> _AUFGABE 1_
Schreiben Sie aus dem Text über die weltweiten Rüstungsausgaben den Abschnitt ab, der bei „Die USA treiben“ beginnt und bei „Rüstungsausgaben gerechnet werden.“ endet.

> _TEXTABSCHNITT_
━━━━━━━━

Die USA treiben weltweite Rüstungsausgaben in die Höhe
Die Wende zum Schlechteren setzte aber schon vor dem 11. September 2001 ein
von: Lühr Henken | Veröffentlicht am: 1. Mai 2002
Seit 1998 verzeichnet das Stockholmer Friedensforschungsinstitut SIPRI wieder einen Anstieg der weltweiten Rüstungsausgaben. Von 1998 bis zum Jahr 2000 seien sie real um fünf Prozent gestiegen. Auch wenn das konservative Londoner International Institute for Strategic Studies (IISS) diesen Trend nicht bestätigt und von einer nahezu unveränderten Gesamtsumme ausgeht, muss doch in den nächsten Jahren mit einem rapiden Anstieg der weltweiten Rüstungsausgaben gerechnet werden.
Auf der Grundlage der Zahlen des IISS liegen die weltweiten Rüstungsausgaben des Jahres 2000 bei 811 Mrd. Dollar (in Preisen von 1999). Davon gaben die NATO-Staaten zusammen 464 Mrd. Dollar aus (57,2 %). Den Löwenanteil davon tätigten die USA im Jahr 2000 mit 294,7 Mrd. Dollar (Preise von 1999). Die europäischen NATO-Staaten gaben demnach 161,5 Mrd. Dollar (das sind real 6,25 % weniger als 1999) aus. Das IISS legt für seine Berechnungen der Haushalte der Nicht-NATO-Staaten nicht die offiziellen Umrechnungskurse zu Grunde, sondern fügt traditionell eigene Abschätzungen sowohl über die in anderen Ressorts versteckten Rüstungsausgaben als auch über Kosten auf der Basis von Weltmarktpreisen hinzu, um eine internationale Vergleichbarkeit zu erleichtern. Im Jahr 2000 gab Russland demnach 58,8 Mrd. Dollar (+ 3,5 %), Japan 44 Mrd. (+ 10 %) und Indien 14,5 Mrd. (+ 4 %) für die Rüstung aus. Obwohl der offizielle Militärhaushalt Chinas von 1999 auf 2000 auf Basis des offiziellen Dollarumrechnungskurses um 15 Prozent (von 12,6 auf 14,5 Mrd. Dollar) anwuchs, schätzt das konservative Londoner Institut lediglich ein Wachstum von 3,2 Prozent von 39,9 auf 41,2 Mrd. Dollar. Im Jahr 2001 ist der offizielle chinesische Militärhaushalt wiederum um 17 Prozent gewachsen (von 14,5 auf 17 Mrd. Dollar), jedoch sagt dies wenig über die militärischen Absichten aus, denn es finden Umschichtungen im chinesischen Staatshaushalt statt, die eine Entflechtung der immensen wirtschaftlichen Tätigkeiten des chinesischen Militärs widerspiegeln und zu einer transparenteren Haushaltspolitik führen sollen. Allerdings ist unverkennbar, dass die VR China, ausgelöst durch den völkerrechtswidrigen NATO-Krieg gegen Jugoslawien, ihre militärischen Anstrengungen verstärkt hat.

━━━━━━━━

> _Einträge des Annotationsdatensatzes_
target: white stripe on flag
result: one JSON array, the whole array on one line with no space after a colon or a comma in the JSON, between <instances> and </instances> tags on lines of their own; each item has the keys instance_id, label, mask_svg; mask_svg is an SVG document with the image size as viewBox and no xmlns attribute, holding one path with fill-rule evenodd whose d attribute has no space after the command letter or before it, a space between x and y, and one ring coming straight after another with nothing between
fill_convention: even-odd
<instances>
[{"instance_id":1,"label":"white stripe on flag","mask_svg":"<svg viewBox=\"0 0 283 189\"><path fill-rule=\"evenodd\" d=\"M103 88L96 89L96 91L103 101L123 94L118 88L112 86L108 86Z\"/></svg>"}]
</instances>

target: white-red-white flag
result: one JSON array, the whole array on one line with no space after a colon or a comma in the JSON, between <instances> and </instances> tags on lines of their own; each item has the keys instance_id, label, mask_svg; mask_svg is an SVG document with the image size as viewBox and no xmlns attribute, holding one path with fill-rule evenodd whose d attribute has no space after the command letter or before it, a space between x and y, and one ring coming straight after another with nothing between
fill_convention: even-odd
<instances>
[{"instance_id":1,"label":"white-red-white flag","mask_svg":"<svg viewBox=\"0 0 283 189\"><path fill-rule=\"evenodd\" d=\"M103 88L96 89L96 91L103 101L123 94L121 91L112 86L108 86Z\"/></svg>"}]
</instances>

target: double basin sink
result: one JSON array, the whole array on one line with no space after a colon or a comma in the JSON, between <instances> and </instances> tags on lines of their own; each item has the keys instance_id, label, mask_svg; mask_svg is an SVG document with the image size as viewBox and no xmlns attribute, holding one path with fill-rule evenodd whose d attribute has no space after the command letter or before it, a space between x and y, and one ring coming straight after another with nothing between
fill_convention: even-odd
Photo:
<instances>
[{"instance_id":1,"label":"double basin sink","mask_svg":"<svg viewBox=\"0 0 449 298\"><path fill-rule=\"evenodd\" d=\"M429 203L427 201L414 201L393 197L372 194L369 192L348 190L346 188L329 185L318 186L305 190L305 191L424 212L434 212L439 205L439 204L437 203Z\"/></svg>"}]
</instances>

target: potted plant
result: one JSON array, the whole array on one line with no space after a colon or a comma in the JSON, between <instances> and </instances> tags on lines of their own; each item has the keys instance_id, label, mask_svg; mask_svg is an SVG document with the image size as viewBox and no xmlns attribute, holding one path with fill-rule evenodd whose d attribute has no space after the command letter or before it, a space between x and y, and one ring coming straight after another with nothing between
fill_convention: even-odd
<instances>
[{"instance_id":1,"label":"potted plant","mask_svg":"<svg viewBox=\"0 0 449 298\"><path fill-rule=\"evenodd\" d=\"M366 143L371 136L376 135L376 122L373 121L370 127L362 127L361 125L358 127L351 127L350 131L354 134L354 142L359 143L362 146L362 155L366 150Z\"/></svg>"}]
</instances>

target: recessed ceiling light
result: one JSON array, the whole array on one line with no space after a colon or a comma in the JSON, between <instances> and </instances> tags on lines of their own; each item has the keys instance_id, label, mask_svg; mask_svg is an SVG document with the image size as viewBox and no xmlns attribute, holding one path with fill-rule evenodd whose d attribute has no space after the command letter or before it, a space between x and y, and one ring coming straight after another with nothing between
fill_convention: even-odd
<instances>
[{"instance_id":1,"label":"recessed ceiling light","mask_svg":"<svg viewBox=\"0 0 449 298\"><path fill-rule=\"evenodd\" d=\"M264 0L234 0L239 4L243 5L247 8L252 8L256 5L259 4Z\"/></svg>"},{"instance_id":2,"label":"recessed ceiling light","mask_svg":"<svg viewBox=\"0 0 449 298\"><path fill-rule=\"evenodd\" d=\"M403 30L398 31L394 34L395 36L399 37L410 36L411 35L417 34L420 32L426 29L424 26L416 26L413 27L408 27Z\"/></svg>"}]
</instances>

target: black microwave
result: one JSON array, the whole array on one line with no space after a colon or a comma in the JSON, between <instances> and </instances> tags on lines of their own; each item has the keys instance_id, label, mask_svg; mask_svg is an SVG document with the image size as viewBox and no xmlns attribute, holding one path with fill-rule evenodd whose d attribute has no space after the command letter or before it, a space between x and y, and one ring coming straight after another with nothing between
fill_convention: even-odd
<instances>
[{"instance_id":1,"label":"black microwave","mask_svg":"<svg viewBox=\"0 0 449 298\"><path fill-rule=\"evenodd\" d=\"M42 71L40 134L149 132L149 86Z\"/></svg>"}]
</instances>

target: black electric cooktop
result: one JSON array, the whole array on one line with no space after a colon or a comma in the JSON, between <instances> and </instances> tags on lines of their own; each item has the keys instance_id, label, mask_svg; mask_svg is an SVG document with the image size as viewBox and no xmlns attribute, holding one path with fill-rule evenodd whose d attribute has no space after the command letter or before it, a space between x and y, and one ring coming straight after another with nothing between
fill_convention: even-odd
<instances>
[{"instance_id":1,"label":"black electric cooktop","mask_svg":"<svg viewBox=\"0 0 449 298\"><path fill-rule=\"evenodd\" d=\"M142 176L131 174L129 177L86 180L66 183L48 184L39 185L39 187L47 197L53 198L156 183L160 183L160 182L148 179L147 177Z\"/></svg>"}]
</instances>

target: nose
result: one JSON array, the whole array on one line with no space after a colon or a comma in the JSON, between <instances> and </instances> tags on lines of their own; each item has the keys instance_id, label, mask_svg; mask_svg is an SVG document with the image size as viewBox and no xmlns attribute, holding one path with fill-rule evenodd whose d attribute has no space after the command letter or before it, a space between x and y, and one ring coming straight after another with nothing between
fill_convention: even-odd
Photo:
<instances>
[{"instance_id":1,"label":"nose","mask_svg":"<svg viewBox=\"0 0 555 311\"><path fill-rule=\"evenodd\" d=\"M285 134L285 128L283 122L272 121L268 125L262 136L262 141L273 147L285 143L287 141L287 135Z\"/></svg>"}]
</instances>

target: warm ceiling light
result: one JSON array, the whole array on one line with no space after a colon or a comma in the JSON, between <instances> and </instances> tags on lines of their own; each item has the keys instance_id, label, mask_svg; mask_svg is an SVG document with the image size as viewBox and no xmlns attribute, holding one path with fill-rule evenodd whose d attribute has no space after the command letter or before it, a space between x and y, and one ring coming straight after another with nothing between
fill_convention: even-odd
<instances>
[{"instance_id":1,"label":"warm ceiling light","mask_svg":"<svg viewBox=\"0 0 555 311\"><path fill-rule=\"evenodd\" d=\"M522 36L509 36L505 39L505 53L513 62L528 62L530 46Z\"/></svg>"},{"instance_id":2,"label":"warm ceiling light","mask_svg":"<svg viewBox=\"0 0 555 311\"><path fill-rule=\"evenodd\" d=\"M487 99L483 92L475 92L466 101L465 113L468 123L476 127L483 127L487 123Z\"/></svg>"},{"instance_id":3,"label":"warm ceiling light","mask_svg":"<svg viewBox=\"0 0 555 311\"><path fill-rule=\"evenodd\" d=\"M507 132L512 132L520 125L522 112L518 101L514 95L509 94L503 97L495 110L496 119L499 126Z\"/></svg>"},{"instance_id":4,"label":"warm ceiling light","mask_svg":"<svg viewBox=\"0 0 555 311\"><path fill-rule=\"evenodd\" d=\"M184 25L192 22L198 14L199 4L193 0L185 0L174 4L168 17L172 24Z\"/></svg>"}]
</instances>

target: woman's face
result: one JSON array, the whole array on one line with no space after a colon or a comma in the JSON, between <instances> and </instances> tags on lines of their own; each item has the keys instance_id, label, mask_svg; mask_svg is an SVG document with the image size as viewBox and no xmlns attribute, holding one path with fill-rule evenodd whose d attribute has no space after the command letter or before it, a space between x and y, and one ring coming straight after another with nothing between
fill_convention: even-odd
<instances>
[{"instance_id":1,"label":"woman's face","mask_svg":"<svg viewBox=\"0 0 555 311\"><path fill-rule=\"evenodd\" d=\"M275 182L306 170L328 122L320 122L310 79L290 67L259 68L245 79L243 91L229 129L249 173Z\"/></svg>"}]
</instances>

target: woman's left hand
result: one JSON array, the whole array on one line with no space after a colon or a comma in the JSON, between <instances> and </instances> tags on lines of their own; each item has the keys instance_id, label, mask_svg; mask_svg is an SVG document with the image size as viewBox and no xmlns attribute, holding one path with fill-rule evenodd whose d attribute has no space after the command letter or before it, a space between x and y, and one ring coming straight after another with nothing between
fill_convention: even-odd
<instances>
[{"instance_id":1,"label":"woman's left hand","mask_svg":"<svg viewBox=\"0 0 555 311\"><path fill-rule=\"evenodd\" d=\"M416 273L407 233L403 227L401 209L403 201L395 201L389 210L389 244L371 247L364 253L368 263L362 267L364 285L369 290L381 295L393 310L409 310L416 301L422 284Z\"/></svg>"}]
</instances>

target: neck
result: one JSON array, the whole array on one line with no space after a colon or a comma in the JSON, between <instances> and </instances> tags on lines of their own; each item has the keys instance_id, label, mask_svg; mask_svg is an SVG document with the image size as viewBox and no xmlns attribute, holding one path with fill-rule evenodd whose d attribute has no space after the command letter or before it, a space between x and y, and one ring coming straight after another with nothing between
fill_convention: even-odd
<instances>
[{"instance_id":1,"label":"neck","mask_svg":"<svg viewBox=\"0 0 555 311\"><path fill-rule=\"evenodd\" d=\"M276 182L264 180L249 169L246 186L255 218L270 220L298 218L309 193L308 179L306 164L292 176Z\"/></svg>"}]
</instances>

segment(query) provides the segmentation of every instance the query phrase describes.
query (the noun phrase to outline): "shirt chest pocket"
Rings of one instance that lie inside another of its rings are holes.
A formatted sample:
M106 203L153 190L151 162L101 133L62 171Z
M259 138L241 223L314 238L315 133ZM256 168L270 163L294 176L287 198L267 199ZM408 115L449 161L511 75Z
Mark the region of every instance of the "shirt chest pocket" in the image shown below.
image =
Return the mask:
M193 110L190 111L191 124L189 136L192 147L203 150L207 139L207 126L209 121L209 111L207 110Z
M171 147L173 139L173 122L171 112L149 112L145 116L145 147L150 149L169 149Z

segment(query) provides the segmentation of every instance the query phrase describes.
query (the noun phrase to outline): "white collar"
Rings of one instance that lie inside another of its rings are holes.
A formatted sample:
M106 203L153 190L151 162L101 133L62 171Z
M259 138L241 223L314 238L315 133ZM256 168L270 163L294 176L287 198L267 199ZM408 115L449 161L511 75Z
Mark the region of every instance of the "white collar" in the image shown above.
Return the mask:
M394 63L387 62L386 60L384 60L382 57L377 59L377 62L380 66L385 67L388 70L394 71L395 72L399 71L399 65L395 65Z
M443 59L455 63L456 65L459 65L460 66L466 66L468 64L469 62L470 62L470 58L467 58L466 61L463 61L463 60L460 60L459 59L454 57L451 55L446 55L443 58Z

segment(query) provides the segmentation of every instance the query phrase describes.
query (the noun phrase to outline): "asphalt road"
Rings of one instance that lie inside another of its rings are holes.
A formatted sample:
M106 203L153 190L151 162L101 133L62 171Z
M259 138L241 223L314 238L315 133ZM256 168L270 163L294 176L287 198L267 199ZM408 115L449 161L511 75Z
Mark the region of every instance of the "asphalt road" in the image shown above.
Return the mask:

━━━━━━━━

> _AUFGABE 2_
Geben Sie an, wie viele Zeilen der Datensätze das Wort „Mark“ enthalten, und nennen Sie dabei nur die Zahl.

> _ERGEBNIS 1_
Die USA treiben weltweite Rüstungsausgaben in die Höhe
Die Wende zum Schlechteren setzte aber schon vor dem 11. September 2001 ein
von: Lühr Henken | Veröffentlicht am: 1. Mai 2002
Seit 1998 verzeichnet das Stockholmer Friedensforschungsinstitut SIPRI wieder einen Anstieg der weltweiten Rüstungsausgaben. Von 1998 bis zum Jahr 2000 seien sie real um fünf Prozent gestiegen. Auch wenn das konservative Londoner International Institute for Strategic Studies (IISS) diesen Trend nicht bestätigt und von einer nahezu unveränderten Gesamtsumme ausgeht, muss doch in den nächsten Jahren mit einem rapiden Anstieg der weltweiten Rüstungsausgaben gerechnet werden.

> _ERGEBNIS 2_
3